◆ **Source**
++++++++

Zingales: Orphan Ideas

Luigi Zingales on why some ideas get more attention than others:

Orphan Ideas, by Luigi Zingales, Commentary, Project Syndicate: Since the United States Supreme Court’s “Citizens United” decision,... concern about business interests’ influence over US elections has been growing. But political contributions are only one reason why business interests have so much power..., ideas play a big role, too. Unfortunately, rather than leveling the playing field, the battle of ideas may skew US politics even further in favor of big business. ...
Even if researchers themselves are motivated by only the noblest of goals, their need for funding forces them to take into account the demand for ideas. And, if funding is not a major issue, the mechanism of amplification of an idea (and thus its ultimate diffusion) nonetheless depends upon how appealing it is to some lobbying effort.

++++++++

◆ **Supplied material**
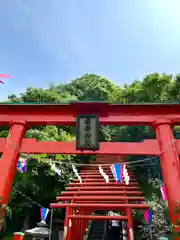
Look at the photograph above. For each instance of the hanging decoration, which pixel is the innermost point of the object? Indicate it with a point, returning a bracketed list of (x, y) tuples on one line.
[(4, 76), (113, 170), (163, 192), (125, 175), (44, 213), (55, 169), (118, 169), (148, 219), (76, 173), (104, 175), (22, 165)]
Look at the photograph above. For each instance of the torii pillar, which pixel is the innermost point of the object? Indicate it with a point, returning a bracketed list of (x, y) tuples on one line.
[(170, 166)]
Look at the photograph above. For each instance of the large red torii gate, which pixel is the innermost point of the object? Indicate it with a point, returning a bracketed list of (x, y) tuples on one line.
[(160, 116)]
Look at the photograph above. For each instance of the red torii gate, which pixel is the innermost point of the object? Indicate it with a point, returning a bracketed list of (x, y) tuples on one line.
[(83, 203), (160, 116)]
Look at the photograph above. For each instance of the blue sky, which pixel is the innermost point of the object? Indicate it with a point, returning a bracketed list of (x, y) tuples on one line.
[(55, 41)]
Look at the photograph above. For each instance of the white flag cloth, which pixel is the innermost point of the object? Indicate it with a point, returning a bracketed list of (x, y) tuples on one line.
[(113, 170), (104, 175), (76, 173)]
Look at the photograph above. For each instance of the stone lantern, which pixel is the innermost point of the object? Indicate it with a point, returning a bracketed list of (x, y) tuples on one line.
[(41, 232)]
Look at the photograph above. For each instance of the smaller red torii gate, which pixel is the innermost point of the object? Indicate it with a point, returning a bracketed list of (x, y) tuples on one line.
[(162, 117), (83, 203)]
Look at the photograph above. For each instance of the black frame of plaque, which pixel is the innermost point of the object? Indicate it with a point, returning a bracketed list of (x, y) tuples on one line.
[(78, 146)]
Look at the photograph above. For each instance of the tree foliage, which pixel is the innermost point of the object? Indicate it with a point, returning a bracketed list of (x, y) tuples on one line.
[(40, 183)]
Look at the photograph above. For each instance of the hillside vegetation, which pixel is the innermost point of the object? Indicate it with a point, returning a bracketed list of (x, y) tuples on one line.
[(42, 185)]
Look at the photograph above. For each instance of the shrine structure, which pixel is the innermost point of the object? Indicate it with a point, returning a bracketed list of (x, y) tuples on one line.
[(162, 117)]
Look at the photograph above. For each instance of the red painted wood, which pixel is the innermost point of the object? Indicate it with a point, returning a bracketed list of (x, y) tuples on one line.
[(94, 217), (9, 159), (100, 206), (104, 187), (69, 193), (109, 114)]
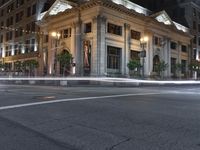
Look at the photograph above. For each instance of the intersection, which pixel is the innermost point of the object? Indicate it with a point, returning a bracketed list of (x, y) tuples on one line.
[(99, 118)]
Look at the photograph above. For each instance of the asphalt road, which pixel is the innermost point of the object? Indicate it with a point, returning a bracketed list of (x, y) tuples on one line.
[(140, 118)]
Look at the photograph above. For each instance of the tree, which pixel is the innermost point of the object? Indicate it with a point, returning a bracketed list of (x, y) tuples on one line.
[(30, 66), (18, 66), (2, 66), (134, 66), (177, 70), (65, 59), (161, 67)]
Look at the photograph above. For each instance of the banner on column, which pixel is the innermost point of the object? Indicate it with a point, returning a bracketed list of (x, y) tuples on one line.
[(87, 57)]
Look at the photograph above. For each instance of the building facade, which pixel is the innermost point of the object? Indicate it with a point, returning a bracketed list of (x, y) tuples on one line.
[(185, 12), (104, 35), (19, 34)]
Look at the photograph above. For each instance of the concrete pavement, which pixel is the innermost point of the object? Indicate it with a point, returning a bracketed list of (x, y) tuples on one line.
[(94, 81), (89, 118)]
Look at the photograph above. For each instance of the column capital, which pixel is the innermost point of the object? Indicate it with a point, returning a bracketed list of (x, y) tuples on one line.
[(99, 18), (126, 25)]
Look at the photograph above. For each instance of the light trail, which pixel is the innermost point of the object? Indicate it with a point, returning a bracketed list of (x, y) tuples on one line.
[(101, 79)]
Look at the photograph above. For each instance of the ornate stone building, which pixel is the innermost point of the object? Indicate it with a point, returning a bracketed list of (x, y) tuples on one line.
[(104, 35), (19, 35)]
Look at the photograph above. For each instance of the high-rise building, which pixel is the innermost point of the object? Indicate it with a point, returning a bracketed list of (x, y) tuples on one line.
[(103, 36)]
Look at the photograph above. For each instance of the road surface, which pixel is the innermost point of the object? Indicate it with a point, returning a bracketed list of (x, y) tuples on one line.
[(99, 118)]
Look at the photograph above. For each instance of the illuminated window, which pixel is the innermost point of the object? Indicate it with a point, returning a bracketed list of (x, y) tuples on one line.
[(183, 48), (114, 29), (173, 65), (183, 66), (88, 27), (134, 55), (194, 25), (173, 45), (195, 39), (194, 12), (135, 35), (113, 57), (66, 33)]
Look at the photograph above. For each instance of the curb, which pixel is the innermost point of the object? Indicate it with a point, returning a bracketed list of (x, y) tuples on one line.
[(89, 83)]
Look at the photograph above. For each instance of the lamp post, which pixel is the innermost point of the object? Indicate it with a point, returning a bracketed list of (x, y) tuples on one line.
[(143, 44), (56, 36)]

++++++++

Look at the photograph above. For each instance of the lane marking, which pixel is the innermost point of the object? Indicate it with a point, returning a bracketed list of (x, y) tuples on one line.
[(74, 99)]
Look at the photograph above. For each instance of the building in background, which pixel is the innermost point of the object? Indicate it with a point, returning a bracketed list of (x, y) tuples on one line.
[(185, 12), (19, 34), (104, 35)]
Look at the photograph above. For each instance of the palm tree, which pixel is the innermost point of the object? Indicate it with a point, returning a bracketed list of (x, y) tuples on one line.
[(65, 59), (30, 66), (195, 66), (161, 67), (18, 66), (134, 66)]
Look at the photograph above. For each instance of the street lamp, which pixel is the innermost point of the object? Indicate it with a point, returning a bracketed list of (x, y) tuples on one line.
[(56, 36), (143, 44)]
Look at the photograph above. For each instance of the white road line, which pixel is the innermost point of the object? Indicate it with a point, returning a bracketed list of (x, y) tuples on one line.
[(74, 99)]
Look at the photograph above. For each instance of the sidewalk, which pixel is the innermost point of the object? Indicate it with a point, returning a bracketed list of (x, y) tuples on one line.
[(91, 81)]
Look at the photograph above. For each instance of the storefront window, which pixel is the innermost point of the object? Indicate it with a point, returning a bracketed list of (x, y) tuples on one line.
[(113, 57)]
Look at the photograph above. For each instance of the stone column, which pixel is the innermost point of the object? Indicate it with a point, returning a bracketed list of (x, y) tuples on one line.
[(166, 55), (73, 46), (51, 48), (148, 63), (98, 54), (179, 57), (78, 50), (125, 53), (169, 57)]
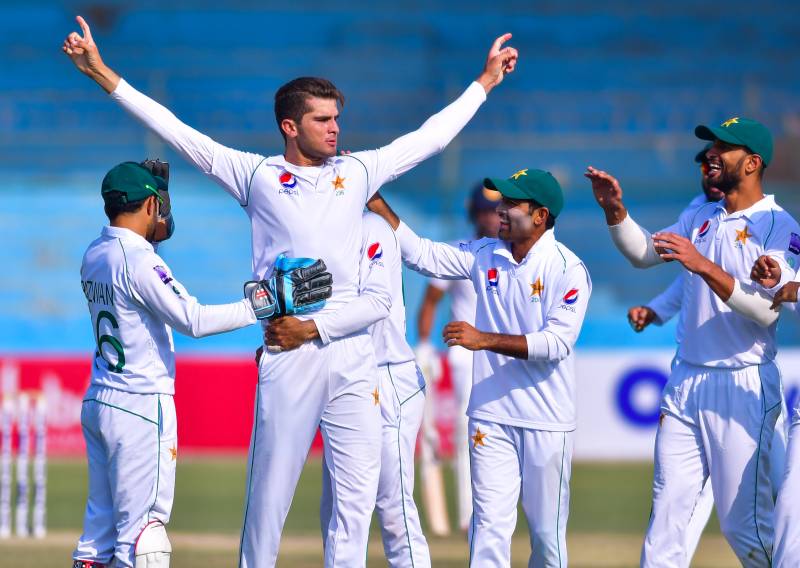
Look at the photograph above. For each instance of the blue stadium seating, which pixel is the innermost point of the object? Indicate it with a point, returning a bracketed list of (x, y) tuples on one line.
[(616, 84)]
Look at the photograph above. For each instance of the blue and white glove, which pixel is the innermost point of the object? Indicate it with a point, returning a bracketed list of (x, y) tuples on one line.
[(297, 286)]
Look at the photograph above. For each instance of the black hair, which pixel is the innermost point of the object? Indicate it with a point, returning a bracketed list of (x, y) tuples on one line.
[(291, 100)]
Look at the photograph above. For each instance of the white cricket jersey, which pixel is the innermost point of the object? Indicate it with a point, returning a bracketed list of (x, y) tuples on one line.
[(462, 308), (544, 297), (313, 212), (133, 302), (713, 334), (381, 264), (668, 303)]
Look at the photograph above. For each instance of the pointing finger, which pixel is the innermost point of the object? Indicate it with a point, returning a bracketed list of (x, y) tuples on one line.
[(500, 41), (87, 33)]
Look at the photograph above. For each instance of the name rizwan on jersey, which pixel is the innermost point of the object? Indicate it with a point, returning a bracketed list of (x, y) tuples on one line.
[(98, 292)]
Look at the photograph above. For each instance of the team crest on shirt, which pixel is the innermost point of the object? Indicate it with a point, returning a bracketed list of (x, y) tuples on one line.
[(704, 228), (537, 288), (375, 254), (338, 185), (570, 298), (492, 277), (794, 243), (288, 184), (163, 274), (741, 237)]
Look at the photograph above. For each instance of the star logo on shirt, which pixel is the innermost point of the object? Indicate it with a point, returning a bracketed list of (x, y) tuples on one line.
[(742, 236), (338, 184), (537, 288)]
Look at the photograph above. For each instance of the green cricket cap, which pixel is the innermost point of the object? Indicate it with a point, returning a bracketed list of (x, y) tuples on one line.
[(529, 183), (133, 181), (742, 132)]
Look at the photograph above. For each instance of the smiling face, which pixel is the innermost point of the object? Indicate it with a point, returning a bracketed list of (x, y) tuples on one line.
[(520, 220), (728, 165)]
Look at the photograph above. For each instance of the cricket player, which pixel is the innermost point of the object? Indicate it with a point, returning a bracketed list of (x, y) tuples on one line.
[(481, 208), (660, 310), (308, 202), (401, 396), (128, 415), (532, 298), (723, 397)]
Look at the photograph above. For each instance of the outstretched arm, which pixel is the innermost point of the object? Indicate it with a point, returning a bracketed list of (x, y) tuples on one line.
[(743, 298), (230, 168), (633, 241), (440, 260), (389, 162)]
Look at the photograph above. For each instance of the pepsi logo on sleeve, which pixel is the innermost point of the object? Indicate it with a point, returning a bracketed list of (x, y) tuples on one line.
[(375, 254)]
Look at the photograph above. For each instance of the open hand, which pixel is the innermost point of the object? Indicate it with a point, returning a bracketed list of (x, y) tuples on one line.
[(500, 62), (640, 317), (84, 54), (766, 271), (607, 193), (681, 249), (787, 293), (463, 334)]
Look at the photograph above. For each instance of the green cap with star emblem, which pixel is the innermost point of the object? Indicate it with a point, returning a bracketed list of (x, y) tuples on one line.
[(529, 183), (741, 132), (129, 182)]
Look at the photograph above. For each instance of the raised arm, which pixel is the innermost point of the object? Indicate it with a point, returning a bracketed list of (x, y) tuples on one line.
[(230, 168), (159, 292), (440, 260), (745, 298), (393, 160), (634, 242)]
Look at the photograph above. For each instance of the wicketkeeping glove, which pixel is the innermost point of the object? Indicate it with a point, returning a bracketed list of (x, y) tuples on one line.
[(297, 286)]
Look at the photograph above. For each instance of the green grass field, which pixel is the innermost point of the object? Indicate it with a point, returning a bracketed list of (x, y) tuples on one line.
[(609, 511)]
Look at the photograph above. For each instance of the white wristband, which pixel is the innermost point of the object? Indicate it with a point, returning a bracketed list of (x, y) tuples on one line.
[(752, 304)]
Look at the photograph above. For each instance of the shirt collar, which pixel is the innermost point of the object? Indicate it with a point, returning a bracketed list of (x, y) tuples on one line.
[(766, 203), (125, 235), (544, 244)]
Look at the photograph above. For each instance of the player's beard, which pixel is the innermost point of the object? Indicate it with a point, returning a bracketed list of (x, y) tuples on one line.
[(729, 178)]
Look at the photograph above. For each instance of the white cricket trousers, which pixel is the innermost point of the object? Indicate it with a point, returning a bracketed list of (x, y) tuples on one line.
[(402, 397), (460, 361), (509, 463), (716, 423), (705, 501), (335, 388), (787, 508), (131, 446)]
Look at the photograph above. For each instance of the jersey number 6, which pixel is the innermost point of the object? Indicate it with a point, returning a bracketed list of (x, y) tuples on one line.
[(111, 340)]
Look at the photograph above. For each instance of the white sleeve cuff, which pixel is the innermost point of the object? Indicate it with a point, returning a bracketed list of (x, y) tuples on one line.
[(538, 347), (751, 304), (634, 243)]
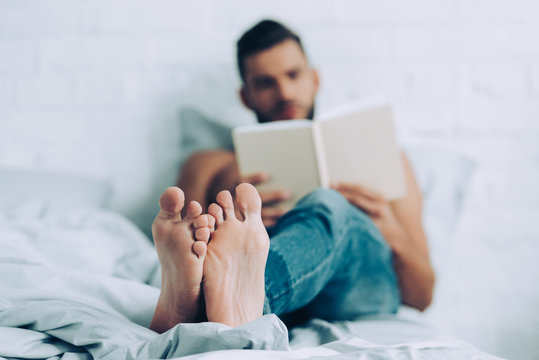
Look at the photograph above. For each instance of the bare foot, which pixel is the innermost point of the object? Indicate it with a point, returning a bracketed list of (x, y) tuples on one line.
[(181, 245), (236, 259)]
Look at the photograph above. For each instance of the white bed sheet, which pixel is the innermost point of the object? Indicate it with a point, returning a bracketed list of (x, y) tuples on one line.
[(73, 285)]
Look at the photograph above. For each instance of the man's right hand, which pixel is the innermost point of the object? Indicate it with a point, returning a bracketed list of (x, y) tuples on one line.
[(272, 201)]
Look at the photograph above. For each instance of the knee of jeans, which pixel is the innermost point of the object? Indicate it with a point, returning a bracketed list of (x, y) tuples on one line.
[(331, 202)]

++++++++

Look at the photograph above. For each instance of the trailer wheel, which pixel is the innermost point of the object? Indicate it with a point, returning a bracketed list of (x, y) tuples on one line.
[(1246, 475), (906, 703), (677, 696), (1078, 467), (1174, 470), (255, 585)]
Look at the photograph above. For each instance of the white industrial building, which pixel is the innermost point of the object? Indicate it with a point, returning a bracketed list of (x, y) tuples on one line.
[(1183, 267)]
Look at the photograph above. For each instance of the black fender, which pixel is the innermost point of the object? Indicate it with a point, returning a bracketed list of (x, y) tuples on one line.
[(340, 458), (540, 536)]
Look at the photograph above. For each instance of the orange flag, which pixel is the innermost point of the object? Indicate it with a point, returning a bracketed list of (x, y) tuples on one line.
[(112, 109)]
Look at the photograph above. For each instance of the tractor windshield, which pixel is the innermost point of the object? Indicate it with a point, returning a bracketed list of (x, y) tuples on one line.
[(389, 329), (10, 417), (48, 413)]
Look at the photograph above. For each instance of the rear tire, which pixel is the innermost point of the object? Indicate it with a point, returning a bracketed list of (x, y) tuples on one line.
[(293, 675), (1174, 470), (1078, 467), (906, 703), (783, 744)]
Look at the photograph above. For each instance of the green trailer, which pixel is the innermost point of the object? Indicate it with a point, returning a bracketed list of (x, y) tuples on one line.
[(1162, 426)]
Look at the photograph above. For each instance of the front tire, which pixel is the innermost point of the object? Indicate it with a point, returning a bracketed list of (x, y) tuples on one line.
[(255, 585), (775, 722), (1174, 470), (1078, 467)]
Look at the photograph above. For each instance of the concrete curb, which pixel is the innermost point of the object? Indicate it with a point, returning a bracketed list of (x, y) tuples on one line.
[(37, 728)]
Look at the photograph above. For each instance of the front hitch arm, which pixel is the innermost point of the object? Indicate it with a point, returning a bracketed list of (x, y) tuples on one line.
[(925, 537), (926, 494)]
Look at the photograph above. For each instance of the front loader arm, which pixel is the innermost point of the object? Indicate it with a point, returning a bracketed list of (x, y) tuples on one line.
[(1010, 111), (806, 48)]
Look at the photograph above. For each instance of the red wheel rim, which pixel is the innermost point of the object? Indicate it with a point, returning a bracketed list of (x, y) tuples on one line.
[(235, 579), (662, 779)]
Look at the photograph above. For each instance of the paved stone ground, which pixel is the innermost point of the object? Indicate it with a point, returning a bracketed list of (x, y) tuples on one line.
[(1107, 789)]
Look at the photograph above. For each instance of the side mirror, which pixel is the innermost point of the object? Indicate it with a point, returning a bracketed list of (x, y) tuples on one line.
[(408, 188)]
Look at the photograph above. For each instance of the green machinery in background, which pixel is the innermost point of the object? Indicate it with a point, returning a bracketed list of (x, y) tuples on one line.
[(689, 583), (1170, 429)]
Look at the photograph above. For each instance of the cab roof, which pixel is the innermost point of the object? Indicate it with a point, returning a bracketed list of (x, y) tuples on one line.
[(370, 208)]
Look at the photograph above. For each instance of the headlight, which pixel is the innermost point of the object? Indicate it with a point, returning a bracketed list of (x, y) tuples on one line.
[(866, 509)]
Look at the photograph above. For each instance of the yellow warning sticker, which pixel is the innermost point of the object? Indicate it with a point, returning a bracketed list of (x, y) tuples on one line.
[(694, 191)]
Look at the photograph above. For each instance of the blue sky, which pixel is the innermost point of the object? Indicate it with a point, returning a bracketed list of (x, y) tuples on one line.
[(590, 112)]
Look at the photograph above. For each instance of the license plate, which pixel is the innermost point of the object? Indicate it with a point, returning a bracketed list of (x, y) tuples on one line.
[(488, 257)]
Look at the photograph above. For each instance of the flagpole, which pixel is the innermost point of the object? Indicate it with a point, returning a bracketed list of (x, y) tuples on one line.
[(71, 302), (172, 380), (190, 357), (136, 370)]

++++++++

Can you copy the Orphan Ideas passage word for word, from "Orphan Ideas, by" up to and including "big business. ..."?

Orphan Ideas, by Luigi Zingales, Commentary, Project Syndicate: Since the United States Supreme Court’s “Citizens United” decision,... concern about business interests’ influence over US elections has been growing. But political contributions are only one reason why business interests have so much power..., ideas play a big role, too. Unfortunately, rather than leveling the playing field, the battle of ideas may skew US politics even further in favor of big business. ...